BEGIN Provided passage

I think we will need a more general Timestamp Parquet reader. INT96 has been deprecated and Parquet Timestamp logical type is now annotated with INT64. According to https://github.com/apache/parquet-format/blob/master/LogicalTypes.md#timestamp, a TIMESTAMP(isAdjustedToUTC=true, unit=MILLIS) with the value 172800000 corresponds to 1970-01-03 00:00:00 UTC, because it is equal to 2 * 24 * 60 * 60 * 1000. During the read process, this INT64(or previous INT96) value needs to be converted to Velox Timestamp which is int64_t seconds_ and uint64_t nanos_. This conversion needs to refer to the actual logical type. For example, the way to decode a logical type with unit=MILLIS is different to the way to decode unit=NANOS. For example, the above value 172800000 will be converted to Velox Timestamp {seconds_=172800, nanos_=0}. This conversion can be done in the read() function of the TimestampColumnReader. Plain memory copying the 64or 96 bit values without doing conversion doesn't seem correct.

Also the data may be in flat encodings like PLAIN, RLE/BIT_PACKED, or other V2 integer encodings like DELTA_BINARY_PACKED. The TimestampColumnReader::read() will need to support these encodings.

I don't think using int128_t in prepareRead() has problems. prepareRead's most important job is to prepare the result values buffer. Here the request type is Velox Timestamp, which is 128 bits total. The file type is int64 or int96, but the value will be converted to TWO numbers of 128 bits total. So we will need 128 bits values array anyways. Now let's consider 2 ways of doing it:

  1. do the conversion in read() and the getValues() call would just be a single line of casting.
  2. Read the values in the file type(64 or 96 bits) and store them as is in the values array, then getValues() does the conversion.

I think 1 is better than 2, because in 2 you need to allocate 2 arrays for the results, one of 128 bit wide, the other of 64 or 96 bits wide. This is not good for performance or memory footprint. If we choose 1, then we can just use int128_t to prepare the result values array, and read() would write into the higher 64 bits as int64_t seconds_ and lower 64 bits as uint64_t nanos_. Then in getValues(), we can just use existing code to directly cast the 128 bit value to Timestamp.

@rui-mo @chliang71 Is anyone of you interested in working on this?

yingsu00 avatar Oct 13 '23 07:10 yingsu00

@yingsu00 Thank you so much for the informative guideline.

INT96 has been deprecated and Parquet Timestamp logical type is now annotated with INT64.

Do you think it is still needed to support INT96 in Velox? If not, I shall remove the INT96 support.

This conversion needs to refer to the actual logical type.

For INT64 support, It may take some time for me to try as you suggested. Another question is, there are some filter pushdown logics in integer column reader, what's your suggestion for the filter pushdown of timestamp type? Is it possible to reuse some existing logic?

rui-mo avatar Oct 17 '23 08:10 rui-mo

Do you think it is still needed to support INT96 in Velox? If not, I shall remove the INT96 support.

END Provided passage
BEGIN Data extract

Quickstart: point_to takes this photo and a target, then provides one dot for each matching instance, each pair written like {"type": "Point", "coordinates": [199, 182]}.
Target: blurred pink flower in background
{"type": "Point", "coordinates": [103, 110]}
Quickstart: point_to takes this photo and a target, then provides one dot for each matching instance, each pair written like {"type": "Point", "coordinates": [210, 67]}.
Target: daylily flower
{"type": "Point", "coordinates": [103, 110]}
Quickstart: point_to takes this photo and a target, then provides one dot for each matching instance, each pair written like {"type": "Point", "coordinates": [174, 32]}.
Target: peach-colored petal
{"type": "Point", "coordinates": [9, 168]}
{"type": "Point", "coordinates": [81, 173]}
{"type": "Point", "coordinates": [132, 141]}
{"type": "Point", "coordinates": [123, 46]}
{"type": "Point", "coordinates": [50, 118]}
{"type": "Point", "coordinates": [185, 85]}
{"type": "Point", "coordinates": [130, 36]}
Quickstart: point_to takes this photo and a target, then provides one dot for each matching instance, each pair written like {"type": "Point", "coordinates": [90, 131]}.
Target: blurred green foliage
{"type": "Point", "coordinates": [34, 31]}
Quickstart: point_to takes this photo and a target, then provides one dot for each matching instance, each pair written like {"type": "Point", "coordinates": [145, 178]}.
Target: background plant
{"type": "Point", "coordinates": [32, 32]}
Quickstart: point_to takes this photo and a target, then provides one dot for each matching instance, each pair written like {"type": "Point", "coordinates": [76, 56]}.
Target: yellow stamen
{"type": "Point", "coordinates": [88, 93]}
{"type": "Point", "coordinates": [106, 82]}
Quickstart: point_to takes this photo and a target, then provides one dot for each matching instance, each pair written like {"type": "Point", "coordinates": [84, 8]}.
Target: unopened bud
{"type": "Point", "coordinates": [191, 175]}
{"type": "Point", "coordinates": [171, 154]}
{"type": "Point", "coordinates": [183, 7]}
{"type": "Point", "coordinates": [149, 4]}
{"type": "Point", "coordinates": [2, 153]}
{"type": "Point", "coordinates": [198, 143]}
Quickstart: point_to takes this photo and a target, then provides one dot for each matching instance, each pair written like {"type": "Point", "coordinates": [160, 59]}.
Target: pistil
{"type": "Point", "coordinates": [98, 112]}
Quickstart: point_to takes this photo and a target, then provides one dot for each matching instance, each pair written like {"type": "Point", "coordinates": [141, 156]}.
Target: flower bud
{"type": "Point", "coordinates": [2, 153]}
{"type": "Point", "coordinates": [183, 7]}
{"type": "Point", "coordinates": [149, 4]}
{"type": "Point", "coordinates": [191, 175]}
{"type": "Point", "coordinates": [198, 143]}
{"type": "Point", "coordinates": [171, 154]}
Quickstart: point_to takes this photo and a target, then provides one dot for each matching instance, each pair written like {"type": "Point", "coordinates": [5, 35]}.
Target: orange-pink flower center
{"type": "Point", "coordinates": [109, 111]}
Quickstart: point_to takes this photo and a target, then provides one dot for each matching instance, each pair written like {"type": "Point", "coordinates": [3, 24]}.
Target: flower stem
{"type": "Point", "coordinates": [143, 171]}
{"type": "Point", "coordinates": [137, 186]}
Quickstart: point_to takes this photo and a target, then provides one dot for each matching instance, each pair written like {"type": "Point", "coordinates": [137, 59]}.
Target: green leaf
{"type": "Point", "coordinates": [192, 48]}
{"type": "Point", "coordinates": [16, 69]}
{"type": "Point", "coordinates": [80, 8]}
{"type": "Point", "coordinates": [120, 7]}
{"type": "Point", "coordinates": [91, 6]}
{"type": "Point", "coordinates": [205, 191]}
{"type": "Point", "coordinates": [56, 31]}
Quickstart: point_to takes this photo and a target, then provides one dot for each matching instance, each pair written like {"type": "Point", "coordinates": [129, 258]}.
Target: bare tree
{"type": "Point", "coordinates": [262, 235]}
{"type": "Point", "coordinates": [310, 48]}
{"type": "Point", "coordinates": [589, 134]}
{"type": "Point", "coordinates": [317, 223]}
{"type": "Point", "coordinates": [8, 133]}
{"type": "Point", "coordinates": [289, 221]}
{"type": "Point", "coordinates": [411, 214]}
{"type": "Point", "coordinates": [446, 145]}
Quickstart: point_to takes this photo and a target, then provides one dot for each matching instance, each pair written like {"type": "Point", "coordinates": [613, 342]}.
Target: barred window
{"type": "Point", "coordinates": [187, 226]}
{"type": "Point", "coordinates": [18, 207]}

END Data extract

Task instructions
a – Translate this sentence from the Parquet timestamp discussion into Spanish: "This conversion can be done in the read() function of the TimestampColumnReader."
b – Print the part of the Parquet timestamp discussion that begins at the words "1. do the conversion" and stops after "value to Timestamp.".
c – In the Parquet timestamp discussion, what Velox Timestamp does the value 172800000 convert to?

Answers for the tasks
a – Esta conversión se puede realizar en la función read() del TimestampColumnReader.

b –
1. do the conversion in read() and the getValues() call would just be a single line of casting.
  2. Read the values in the file type(64 or 96 bits) and store them as is in the values array, then getValues() does the conversion.

I think 1 is better than 2, because in 2 you need to allocate 2 arrays for the results, one of 128 bit wide, the other of 64 or 96 bits wide. This is not good for performance or memory footprint. If we choose 1, then we can just use int128_t to prepare the result values array, and read() would write into the higher 64 bits as int64_t seconds_ and lower 64 bits as uint64_t nanos_. Then in getValues(), we can just use existing code to directly cast the 128 bit value to Timestamp.

c – It converts to {seconds_=172800, nanos_=0}.